··· Brano citato

Sembrerebbe che il glutine giochi un ruolo in alcune malattie neurologiche come l’autismo, l’ADHD (disturbo dell’attenzione dei bambini) e persino della schizofrenia.
L’intervistatore chiede allo scienziato: in che modo il glutine colpisce il cervello?
“Ci sono due teorie sui meccanismi su come il glutine possa provocare sintomi neurologici – risponde il professore Fasano -. Si dice che alcuni di questi ‘frammenti’ di glutine non digerito sono strutturalmente simili ai prodotti chimici che controllano il nostro comportamento. Questi ‘frammenti’ sono chiamati endorfine e più precisamente, gliadorfine. Entrano nel flusso sanguigno e infine, attraverso la barriera ematoencefalica, raggiungono il cervello e modificano il comportamento dell’individuo. A seconda che si sia, ancora una volta, geneticamente predisposti è possibile sviluppare l’ADHD, la cefalea cronica, la schizofrenia, l’autismo e qualunque altra cosa”.
“L’altra teoria – prosegue lo scienziato – che sembra essere un po’ più basata sull’evidenza, è quella neuroinfiammatoria. I primi passi sono gli stessi: si ingerisce glutine, il glutine è parzialmente digerito, e passa attraverso la permeabilità intestinale nel corpo. Il sistema immunitario inizia a combattere la guerra, al fine di sbarazzarsi del nemico. Per fare questo, deve sviluppare armi e distribuirle. E il danno collaterale, quando si scatta questo corsa all’armamento, è l’infiammazione. Alcuni di questi soldati (cioè le cellule immunitarie) sono programmate per rimanere sul campo (cioè l’intestino) e quindi creano danni collaterali lì, e questo è un tipico esempio della celiachia. Altri soldati sono programmati per lasciare l’intestino e andare altrove, come il sistema nervoso, e creare infiammazione lì. Questo è ciò che chiamiamo neuroinfiammazione, che si traduce, ancora una volta, a seconda della predisposizione in un diverso tipo di risultato clinico”.

······
··· Materiale fornito

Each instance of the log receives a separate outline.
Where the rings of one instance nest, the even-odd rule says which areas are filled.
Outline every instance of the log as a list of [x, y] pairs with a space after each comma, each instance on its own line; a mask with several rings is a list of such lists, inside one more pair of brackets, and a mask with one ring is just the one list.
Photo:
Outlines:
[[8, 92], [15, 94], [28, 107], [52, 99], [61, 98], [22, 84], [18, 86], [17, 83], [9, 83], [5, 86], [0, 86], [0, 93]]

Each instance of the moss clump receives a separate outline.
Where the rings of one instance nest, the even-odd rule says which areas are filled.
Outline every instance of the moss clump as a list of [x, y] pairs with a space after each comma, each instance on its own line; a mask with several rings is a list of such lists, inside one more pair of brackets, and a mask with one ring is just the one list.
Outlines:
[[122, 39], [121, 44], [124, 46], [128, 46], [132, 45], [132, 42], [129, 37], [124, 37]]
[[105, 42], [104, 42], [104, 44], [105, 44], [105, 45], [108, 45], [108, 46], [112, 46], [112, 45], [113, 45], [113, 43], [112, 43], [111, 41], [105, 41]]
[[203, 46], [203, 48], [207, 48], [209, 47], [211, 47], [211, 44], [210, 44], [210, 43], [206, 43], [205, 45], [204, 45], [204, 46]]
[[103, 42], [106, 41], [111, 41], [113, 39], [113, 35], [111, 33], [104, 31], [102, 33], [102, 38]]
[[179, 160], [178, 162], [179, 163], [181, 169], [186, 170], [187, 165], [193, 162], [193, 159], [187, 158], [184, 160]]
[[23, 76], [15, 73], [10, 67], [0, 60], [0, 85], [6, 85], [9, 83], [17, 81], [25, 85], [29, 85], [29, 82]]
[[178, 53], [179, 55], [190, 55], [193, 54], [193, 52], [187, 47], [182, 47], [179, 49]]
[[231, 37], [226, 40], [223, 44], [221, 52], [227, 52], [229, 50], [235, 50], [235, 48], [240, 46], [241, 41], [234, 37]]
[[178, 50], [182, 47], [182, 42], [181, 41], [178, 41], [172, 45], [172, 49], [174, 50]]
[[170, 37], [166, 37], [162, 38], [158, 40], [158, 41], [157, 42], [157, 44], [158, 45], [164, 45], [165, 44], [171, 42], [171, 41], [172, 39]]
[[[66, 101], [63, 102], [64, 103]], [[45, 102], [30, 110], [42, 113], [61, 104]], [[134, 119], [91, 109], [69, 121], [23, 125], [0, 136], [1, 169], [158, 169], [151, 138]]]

······

Prosegui il brano sugli effetti del glutine sul cervello, partendo subito dopo l'ultima frase riportata.

→ Risposta finale
Nell’intervista si parla anche di come curare la celiachia. Come? “Ci sono diversi approcci – dice Fasano – alcuni che effettivamente utilizzano batteri come una sorta di enzima in grado di completare la digestione. Quindi possiamo utilizzare questi batteri al posto degli enzimi. Ci sono alcune persone che stanno cercando di utilizzare immunomodulatori per bloccare la reazione del sistema immunitario. I più avanzati stanno passando ad una fase 3 di test. In pratica, si blocca l’aumento della permeabilità intestinale in modo che il glutine non possa uscire dall’intestino [la pillola zonulina sviluppato dalla Alba Therapeutics]”.
Così conclude lo scienziato:
“Niente è impossibile in biologia, così a un certo punto potremmo avere una cura, diciamo un vaccino o qualcosa che ci libererà dal celiachia. E sarebbe fantastico, e ciò significherebbe che si avrebbe la possibilità di estrapolare questo trattamento per qualsiasi altra malattia autoimmune. Sarà dura, ma niente è impossibile. Ma quello che credo veramente impressionante e, credo, realizzabile, è la prevenzione. Così si avrà un modo per ingannare il destino in modo da rimanere sepre in salute. Abbiamo appena iniziato un mega progetto chiamato CDGEMM, che sta per Celiac Disease Genomic Environmental Microbiome and Metabolomic Study. Seguiremo 500 bambini a rischio celiachia dalla nascita, per vedere se siamo in grado di identificare perché si sviluppa l’autoimmunità, in modo da poter intervenire in anticipo”.